**PROVIDED INFORMATION**:
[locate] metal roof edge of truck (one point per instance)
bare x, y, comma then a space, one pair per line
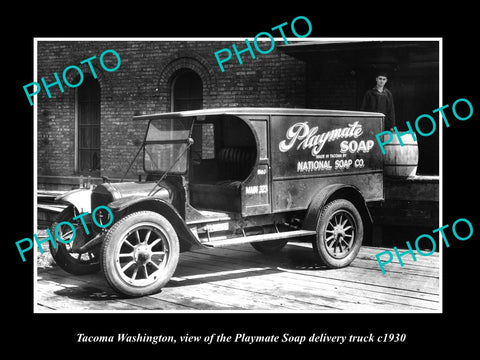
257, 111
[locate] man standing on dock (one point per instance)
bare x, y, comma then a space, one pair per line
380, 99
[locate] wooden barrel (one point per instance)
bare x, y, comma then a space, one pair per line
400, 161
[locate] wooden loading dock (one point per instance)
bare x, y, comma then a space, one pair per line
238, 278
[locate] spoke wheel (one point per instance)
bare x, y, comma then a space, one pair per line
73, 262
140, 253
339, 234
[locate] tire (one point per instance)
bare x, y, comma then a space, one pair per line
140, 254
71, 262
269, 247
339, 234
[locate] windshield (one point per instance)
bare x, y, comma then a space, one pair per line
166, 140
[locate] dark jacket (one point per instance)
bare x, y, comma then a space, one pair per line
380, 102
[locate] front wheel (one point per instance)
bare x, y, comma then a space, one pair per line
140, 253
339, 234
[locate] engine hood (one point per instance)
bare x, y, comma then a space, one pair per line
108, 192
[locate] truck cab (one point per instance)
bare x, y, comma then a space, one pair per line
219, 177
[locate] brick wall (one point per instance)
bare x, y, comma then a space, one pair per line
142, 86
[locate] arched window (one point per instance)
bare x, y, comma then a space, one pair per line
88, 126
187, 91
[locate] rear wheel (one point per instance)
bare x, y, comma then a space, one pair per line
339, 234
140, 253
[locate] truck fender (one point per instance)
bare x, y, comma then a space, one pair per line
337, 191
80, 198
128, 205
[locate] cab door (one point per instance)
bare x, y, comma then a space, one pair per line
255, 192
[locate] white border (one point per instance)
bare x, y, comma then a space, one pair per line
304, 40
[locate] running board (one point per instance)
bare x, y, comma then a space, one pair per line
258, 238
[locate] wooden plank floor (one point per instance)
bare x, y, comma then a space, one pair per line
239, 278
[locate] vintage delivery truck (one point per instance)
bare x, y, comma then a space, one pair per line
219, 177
--
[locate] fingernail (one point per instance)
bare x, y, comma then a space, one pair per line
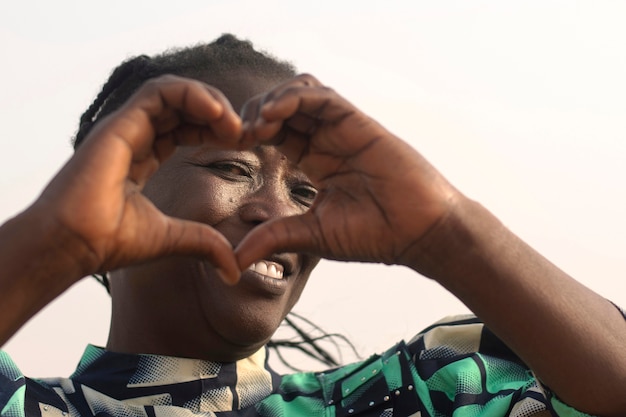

**TASK DIRECTIONS**:
Working from the entries above, please transcribe only the lines from the line with "[locate] metal roof" through the line with "[locate] wooden loading", exactly, with both end lines and without pictures.

**EXERCISE RESULT**:
[locate] metal roof edge of truck (one point per instance)
bare x, y, comma then a space, one pair per line
257, 111
[locate] man standing on dock (one point per instance)
bare x, y, comma then a space, one pair per line
380, 99
[locate] wooden barrel (one point per instance)
bare x, y, comma then a space, one pair per line
400, 161
[locate] wooden loading dock (one point per instance)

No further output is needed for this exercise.